TRECHO DA PÁGINA »
● ● ● ●

A sanção pelo presidente Luiz Inácio Lula da Silva da lei que autoriza a ozonioterapia como "procedimento de caráter complementar" em tratamentos de saúde tensionou mais uma vez no país as fronteiras entre a política e a ciência.
O Projeto de Lei (PL) 1.438/2022, aprovado em julho deste ano e sancionado agora por Lula, é um substitutivo ao Projeto de Lei do Senado (PLS) 227/2017, do ex-senador Valdir Raupp (RO). Ou seja, uma mobilização política sobre questões de caráter científico que por seis anos tramitou no Congresso. Contudo, esse não seria o espaço adequado para a aprovação de tratamentos, técnicas médicas ou procedimentos terapêuticos. Sobretudos quando há tanta controvérsia.

● ● ● ●

REGISTROS EXIBIDOS »

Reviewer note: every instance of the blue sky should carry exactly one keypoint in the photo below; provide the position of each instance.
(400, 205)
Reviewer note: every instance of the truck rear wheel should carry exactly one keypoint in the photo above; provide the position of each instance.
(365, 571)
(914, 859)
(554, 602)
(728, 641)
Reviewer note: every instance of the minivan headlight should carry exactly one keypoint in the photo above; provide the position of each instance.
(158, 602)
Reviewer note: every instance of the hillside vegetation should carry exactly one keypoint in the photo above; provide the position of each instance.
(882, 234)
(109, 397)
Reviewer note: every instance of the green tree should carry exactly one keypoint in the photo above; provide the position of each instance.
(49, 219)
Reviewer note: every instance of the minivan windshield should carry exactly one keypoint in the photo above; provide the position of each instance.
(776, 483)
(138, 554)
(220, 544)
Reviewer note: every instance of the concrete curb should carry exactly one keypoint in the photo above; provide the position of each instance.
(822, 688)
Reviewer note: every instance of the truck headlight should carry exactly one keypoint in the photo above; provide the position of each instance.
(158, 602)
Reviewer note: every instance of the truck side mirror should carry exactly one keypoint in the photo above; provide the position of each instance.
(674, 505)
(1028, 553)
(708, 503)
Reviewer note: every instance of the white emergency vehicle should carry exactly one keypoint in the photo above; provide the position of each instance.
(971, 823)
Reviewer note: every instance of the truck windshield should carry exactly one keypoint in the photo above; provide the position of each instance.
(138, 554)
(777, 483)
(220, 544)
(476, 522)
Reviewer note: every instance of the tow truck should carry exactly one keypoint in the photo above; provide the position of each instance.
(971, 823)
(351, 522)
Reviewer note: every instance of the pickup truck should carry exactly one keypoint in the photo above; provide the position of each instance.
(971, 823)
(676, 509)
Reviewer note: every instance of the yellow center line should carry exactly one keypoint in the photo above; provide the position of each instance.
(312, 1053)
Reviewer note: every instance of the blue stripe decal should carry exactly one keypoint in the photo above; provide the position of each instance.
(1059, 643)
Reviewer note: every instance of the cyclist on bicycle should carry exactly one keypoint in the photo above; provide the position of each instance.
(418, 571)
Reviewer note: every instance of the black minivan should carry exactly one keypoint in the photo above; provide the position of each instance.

● ● ● ●

O QUE FAZER »
a - Diga se cada afirmação abaixo está de acordo com o trecho sobre a ozonioterapia e responda sim ou não, citando literalmente as palavras do trecho que decidem a questão. (i) A lei foi sancionada pelo presidente Lula. (ii) O PL 1.438/2022 foi aprovado em março. (iii) O projeto tramitou no Congresso por dez anos.
b - Traduza para o inglês a seguinte frase do trecho sobre a ozonioterapia: "Contudo, esse não seria o espaço adequado para a aprovação de tratamentos, técnicas médicas ou procedimentos terapêuticos."
c - Reproduza sem alterações a parte do trecho sobre a ozonioterapia que começa em "A sanção pelo" e termina em "há tanta controvérsia.".

RESPOSTAS POR TAREFA »
a -
(i) Sim: "A sanção pelo presidente Luiz Inácio Lula da Silva da lei que autoriza a ozonioterapia".
(ii) Não: "aprovado em julho deste ano".
(iii) Não: "por seis anos tramitou no Congresso".

b - However, this would not be the appropriate venue for approving treatments, medical techniques, or therapeutic procedures.

c -
A sanção pelo presidente Luiz Inácio Lula da Silva da lei que autoriza a ozonioterapia como "procedimento de caráter complementar" em tratamentos de saúde tensionou mais uma vez no país as fronteiras entre a política e a ciência.
O Projeto de Lei (PL) 1.438/2022, aprovado em julho deste ano e sancionado agora por Lula, é um substitutivo ao Projeto de Lei do Senado (PLS) 227/2017, do ex-senador Valdir Raupp (RO). Ou seja, uma mobilização política sobre questões de caráter científico que por seis anos tramitou no Congresso. Contudo, esse não seria o espaço adequado para a aprovação de tratamentos, técnicas médicas ou procedimentos terapêuticos. Sobretudos quando há tanta controvérsia.